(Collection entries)
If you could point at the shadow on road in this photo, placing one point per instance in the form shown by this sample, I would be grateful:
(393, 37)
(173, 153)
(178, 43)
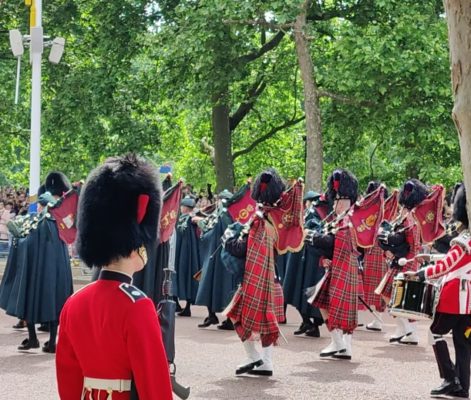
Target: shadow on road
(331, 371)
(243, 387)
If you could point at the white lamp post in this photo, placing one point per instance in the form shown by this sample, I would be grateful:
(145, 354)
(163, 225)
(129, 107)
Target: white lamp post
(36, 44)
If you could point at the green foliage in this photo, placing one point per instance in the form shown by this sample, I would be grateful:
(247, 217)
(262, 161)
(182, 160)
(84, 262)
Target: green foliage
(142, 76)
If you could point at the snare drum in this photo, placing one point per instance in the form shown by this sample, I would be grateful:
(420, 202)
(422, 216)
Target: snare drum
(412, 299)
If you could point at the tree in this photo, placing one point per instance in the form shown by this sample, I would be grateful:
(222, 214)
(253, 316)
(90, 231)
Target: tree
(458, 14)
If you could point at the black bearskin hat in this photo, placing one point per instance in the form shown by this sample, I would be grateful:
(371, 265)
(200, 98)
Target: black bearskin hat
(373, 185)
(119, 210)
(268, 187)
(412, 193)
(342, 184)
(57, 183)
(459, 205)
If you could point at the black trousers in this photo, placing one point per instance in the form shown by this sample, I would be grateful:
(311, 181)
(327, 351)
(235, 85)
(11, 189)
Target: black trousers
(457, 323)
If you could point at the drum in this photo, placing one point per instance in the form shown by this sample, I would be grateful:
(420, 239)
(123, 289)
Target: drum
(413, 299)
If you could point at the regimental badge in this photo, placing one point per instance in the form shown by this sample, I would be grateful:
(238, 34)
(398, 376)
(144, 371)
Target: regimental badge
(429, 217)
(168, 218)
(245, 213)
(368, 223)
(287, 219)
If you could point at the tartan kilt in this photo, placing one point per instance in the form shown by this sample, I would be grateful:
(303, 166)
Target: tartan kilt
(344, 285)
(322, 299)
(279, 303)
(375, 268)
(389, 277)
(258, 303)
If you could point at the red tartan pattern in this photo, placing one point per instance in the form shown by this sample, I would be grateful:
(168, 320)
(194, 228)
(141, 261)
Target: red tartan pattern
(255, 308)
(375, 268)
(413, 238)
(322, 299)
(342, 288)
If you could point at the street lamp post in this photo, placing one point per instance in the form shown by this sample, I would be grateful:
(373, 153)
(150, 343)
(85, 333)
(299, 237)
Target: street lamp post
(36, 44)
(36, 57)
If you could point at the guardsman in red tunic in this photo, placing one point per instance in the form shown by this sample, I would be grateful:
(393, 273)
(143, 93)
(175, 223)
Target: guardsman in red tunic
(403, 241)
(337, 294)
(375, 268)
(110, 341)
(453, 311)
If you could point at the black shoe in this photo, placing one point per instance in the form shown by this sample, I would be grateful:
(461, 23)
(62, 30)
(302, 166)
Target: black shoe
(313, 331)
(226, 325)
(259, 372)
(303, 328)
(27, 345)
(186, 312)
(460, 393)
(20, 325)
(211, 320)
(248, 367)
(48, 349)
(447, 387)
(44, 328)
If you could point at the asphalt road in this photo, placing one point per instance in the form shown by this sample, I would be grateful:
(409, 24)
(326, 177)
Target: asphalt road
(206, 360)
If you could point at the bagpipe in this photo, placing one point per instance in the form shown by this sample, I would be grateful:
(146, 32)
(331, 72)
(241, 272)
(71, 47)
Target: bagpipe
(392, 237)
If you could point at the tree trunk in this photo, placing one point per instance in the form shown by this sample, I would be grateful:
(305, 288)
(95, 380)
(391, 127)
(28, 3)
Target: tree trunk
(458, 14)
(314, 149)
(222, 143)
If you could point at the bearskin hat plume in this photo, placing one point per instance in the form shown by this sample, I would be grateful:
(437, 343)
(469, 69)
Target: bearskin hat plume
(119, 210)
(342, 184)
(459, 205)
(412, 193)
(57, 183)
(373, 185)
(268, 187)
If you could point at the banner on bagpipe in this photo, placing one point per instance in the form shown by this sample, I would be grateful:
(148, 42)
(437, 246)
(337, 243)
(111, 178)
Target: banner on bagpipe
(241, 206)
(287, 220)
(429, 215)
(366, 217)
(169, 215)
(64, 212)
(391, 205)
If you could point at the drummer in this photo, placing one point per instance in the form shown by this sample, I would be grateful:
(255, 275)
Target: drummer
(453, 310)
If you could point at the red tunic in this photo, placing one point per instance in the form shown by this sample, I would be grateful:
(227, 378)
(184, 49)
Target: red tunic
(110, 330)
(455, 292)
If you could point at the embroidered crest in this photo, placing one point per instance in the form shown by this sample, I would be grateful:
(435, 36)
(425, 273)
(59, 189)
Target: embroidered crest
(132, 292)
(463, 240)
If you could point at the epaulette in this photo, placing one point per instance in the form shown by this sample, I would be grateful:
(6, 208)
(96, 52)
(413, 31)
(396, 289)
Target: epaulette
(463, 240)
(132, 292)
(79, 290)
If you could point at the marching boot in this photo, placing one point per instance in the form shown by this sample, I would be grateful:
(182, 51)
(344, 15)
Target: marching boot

# WHAT THIS TASK INVOLVES:
All of the entries above are to be restated word for word, minus the images.

# RESPONSE FOR THIS EXERCISE:
If you could point at the shadow on road in this photo, placing one point per instance in the form shown by this sample, I would be grateful:
(393, 37)
(173, 153)
(178, 43)
Target: shadow on road
(331, 371)
(243, 387)
If you could point at the white lamp post in this photo, placing one point per instance in the form shown by this sample, I would be grateful:
(145, 354)
(163, 225)
(129, 107)
Target: white lamp post
(36, 44)
If you could point at the green foliage in this photo, placing one point per instance in the form shown by this sample, I would be grateful:
(247, 217)
(262, 161)
(182, 160)
(84, 262)
Target: green foliage
(142, 76)
If you could point at the snare drum in this photo, placing one point per instance in the form shown by this sample, I would be grateful:
(420, 202)
(422, 216)
Target: snare drum
(412, 299)
If you could point at the tree in this photo, placing one point per instance in the form shown by this sample, I would be grateful:
(222, 214)
(253, 316)
(90, 231)
Target: tree
(458, 14)
If you could point at the black bearskin hat in this photo, placing one point per instance in the form shown by this sample, I would be grateful:
(371, 265)
(200, 98)
Target: black bearskin hat
(373, 185)
(119, 210)
(268, 187)
(412, 193)
(342, 184)
(57, 183)
(459, 205)
If you could point at the black trousers in this photo, placing one point per instance in the form shown by this sample, I would be grateful:
(311, 181)
(327, 351)
(235, 85)
(11, 189)
Target: black trousers
(457, 323)
If you could point at the drum in this photo, placing one point per instance in the form shown by this sample, I would be grateful:
(420, 239)
(123, 289)
Target: drum
(413, 299)
If you could point at the regimental badge in this photo, placing one point per instance in the form shown by this sample, I would be grateful:
(238, 34)
(398, 376)
(144, 371)
Target: regimental badge
(429, 217)
(168, 218)
(245, 213)
(368, 223)
(287, 219)
If you could point at the tartan kilt in this photo, placing one point per instance in the form shown by this sample, I would be grateful:
(303, 166)
Target: tartan kilt
(344, 285)
(322, 299)
(279, 303)
(375, 268)
(389, 277)
(258, 303)
If you could point at the red tartan pattern in this photo, placing one point per instance in the form shown by this sample, I would be grateful:
(168, 320)
(194, 228)
(141, 261)
Target: red tartan pattern
(255, 308)
(375, 268)
(413, 238)
(322, 299)
(342, 288)
If you could point at the street lamp post in this photo, placing one point per instance in the form shown by this sample, I would be grateful:
(373, 153)
(150, 343)
(85, 333)
(299, 237)
Target: street lamp post
(36, 44)
(36, 57)
If you could point at the guardsman in red tunic in this photo, placing one point per instance in the form shown by this sample, I would be grateful:
(393, 273)
(143, 93)
(175, 223)
Target: guardsman in red tunic
(403, 241)
(337, 294)
(375, 268)
(110, 341)
(453, 311)
If you could point at the black shoe in this photo, placing one point per instance in the form shown by this sample, I would be grateful:
(461, 23)
(62, 30)
(302, 166)
Target: black shoe
(313, 331)
(226, 325)
(259, 372)
(303, 328)
(27, 345)
(186, 312)
(460, 393)
(20, 325)
(211, 320)
(248, 367)
(48, 349)
(447, 387)
(44, 328)
If you could point at the asphalt road in this photo, placing one point per instance in the form shown by this sample, I would be grateful:
(409, 24)
(326, 177)
Target: asphalt road
(206, 360)
If you could point at the bagpipe in this photo, placing one point per instance in the form shown by this sample, I would be grateful:
(146, 32)
(331, 72)
(241, 272)
(71, 47)
Target: bagpipe
(392, 237)
If you could point at the tree trunk in this photo, placing one point per instance in the form shown by this sample, I would be grateful:
(305, 288)
(95, 380)
(391, 127)
(28, 3)
Target: tree trunk
(458, 14)
(314, 149)
(222, 143)
If you could point at the bearskin hat plume in this photo, placing one point per instance in the form shown by this sample, I would be grateful:
(437, 343)
(469, 69)
Target: bearskin hat plume
(119, 210)
(342, 184)
(459, 205)
(412, 193)
(57, 183)
(373, 185)
(268, 187)
If you could point at the banner on bagpipe in this photo, placing one point per instance in the form shown by this sample, I would be grateful:
(148, 42)
(437, 246)
(337, 243)
(111, 178)
Target: banner on bagpipe
(241, 206)
(287, 220)
(429, 215)
(366, 217)
(169, 215)
(64, 212)
(391, 205)
If you could point at the drummer in this photo, placing one point per instance in the form shown by this sample, I would be grateful:
(255, 275)
Target: drummer
(453, 310)
If you could point at the red tunic in this photo, placing one point per instance in the form shown by this sample, I would be grateful:
(227, 378)
(184, 49)
Target: red tunic
(110, 330)
(455, 292)
If you could point at the embroidered crest in this photo, placing one point per instance in the form shown by this sample, I would be grateful:
(435, 36)
(425, 273)
(59, 189)
Target: embroidered crest
(132, 292)
(463, 240)
If you could point at the epaulette in this photo, placing one point per instance in the form shown by this sample, I would be grateful:
(6, 208)
(96, 52)
(413, 31)
(396, 289)
Target: epaulette
(463, 240)
(132, 292)
(79, 290)
If you could point at the marching boot in this photo, placing one point per instance in the form shown by this sample, I would be grateful:
(182, 51)
(344, 15)
Target: marching boot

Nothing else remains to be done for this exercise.